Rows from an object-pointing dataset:
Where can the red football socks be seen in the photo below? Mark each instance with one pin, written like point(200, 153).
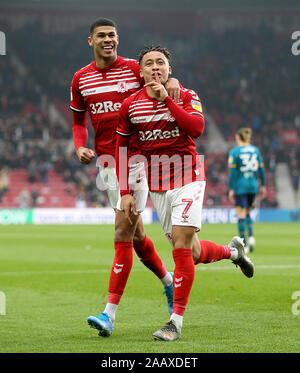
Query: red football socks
point(184, 275)
point(120, 271)
point(212, 252)
point(146, 252)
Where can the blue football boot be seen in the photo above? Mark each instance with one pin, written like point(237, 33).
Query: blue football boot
point(102, 323)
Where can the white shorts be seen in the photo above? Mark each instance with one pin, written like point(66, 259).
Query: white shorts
point(107, 180)
point(180, 206)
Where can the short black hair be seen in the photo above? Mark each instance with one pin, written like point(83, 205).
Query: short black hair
point(152, 48)
point(102, 22)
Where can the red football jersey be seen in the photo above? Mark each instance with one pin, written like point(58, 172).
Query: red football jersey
point(172, 160)
point(101, 93)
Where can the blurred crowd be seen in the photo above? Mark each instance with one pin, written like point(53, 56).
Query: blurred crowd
point(244, 77)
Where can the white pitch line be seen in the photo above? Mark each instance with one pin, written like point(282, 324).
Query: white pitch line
point(142, 269)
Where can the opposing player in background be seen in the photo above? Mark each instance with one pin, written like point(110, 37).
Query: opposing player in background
point(245, 167)
point(99, 90)
point(165, 133)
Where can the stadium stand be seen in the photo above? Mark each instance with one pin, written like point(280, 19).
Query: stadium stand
point(244, 73)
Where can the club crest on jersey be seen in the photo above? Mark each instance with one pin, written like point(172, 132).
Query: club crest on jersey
point(122, 87)
point(196, 105)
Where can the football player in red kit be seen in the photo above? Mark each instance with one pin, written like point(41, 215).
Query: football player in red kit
point(165, 133)
point(99, 89)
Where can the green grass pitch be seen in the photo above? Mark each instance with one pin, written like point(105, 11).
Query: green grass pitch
point(54, 277)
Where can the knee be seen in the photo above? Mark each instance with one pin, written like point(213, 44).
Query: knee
point(123, 233)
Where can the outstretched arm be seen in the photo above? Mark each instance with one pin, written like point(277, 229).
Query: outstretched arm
point(80, 137)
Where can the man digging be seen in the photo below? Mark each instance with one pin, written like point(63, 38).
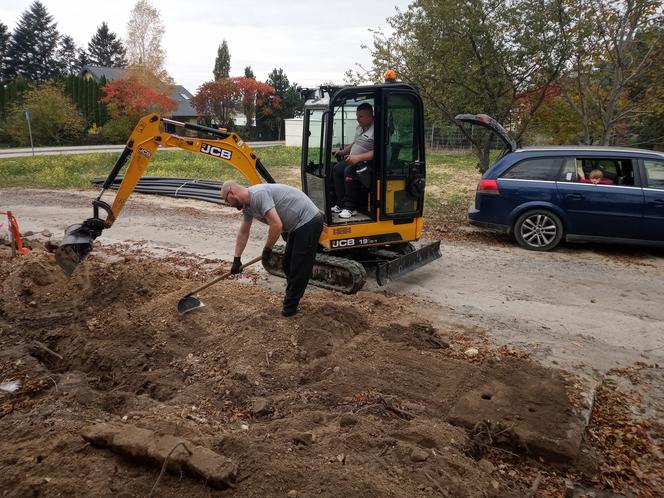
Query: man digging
point(285, 210)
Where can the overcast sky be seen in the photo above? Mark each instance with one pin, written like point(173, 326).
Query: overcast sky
point(313, 41)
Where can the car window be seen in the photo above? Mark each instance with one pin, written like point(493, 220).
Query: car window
point(569, 171)
point(654, 173)
point(615, 171)
point(542, 168)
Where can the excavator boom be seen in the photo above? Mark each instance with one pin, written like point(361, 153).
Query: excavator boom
point(140, 149)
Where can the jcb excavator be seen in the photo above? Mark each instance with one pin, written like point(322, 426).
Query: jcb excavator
point(389, 216)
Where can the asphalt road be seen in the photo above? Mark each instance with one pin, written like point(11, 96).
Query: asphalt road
point(87, 149)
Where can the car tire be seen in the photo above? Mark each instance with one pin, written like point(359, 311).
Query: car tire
point(538, 230)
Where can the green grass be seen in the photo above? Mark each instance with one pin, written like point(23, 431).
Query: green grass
point(76, 170)
point(451, 178)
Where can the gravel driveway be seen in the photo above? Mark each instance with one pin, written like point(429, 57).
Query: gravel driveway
point(584, 307)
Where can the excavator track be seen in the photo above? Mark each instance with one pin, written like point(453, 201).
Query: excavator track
point(330, 272)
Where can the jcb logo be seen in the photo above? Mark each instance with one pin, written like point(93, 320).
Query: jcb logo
point(343, 243)
point(216, 151)
point(144, 152)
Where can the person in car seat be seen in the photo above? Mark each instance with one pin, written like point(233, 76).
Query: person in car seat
point(344, 173)
point(596, 176)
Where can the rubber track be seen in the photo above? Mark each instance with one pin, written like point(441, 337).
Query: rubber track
point(330, 272)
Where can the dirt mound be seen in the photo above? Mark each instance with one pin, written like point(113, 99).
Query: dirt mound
point(350, 397)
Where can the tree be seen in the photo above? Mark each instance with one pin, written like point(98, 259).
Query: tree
point(290, 102)
point(614, 48)
point(222, 64)
point(54, 118)
point(105, 49)
point(252, 93)
point(144, 35)
point(128, 97)
point(4, 47)
point(218, 100)
point(82, 57)
point(33, 45)
point(478, 56)
point(67, 56)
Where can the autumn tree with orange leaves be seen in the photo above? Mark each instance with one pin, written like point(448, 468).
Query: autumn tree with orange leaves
point(128, 97)
point(219, 100)
point(128, 100)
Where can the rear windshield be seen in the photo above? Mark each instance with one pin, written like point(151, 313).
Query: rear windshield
point(541, 168)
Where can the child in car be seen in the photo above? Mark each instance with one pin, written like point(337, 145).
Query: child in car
point(596, 176)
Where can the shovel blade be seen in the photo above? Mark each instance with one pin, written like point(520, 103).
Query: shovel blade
point(76, 244)
point(188, 303)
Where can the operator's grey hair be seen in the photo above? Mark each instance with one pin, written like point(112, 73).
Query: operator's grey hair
point(226, 186)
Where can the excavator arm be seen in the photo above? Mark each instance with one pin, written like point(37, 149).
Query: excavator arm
point(150, 133)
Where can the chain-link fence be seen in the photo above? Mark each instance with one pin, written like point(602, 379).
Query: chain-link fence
point(452, 139)
point(446, 138)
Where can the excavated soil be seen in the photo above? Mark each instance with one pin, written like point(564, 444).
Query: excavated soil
point(354, 396)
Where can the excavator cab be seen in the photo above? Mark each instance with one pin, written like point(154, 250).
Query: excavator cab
point(391, 200)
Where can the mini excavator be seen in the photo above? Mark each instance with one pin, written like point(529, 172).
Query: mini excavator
point(389, 218)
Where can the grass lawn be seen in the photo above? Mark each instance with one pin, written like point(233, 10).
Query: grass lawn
point(451, 178)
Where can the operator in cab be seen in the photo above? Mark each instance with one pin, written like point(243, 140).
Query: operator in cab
point(344, 173)
point(285, 210)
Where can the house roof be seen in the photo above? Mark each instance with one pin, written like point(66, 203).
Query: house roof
point(180, 94)
point(183, 98)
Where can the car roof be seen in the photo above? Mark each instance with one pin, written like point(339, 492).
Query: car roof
point(597, 149)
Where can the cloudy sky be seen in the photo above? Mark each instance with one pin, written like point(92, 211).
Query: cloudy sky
point(313, 41)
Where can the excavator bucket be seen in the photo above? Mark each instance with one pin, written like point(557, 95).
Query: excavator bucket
point(75, 245)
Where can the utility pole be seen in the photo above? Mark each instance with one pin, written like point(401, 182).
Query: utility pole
point(27, 118)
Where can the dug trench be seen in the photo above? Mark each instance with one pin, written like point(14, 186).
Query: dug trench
point(354, 396)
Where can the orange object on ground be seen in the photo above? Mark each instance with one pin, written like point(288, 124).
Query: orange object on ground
point(15, 232)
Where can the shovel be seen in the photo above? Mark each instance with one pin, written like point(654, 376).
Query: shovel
point(189, 302)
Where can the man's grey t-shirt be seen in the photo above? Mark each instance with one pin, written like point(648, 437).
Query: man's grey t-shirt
point(293, 206)
point(363, 141)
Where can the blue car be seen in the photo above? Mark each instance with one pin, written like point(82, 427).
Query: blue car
point(541, 195)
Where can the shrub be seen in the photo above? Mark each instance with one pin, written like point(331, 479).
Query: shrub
point(118, 129)
point(54, 118)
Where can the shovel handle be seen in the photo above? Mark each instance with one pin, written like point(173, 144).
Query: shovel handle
point(225, 275)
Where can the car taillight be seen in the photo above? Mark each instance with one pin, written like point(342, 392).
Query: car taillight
point(488, 187)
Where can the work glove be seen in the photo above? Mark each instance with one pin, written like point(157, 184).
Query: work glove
point(265, 257)
point(236, 267)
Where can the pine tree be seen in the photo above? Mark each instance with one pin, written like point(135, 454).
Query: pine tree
point(222, 65)
point(145, 32)
point(83, 58)
point(67, 56)
point(33, 46)
point(105, 49)
point(4, 46)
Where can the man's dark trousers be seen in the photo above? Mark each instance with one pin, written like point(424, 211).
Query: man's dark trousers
point(346, 185)
point(299, 258)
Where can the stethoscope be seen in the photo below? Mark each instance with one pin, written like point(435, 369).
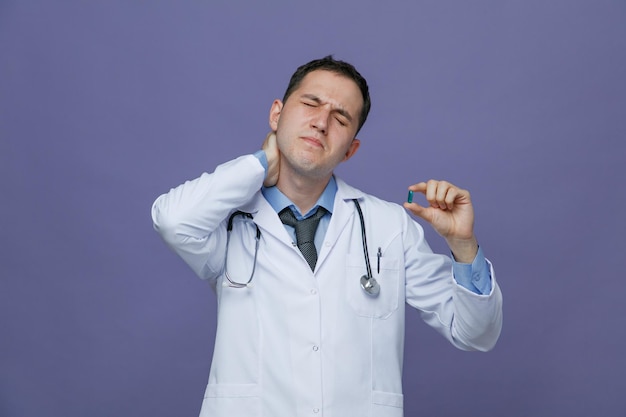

**What to work on**
Rewrite only the part of the records that opens with the line containing "Where can the shovel handle" and closes with the line containing "point(225, 275)", both included. Rescale each answer coordinate by multiplying it by 0.3 and rounding to a whole number with halves rounded up, and leave every other line, including the sample coordinates in the request, unchanged.

**Exercise output**
Where can the shovel handle be seen in the photo above? Mark each instance with one pin, written like point(173, 144).
Query: shovel handle
point(68, 83)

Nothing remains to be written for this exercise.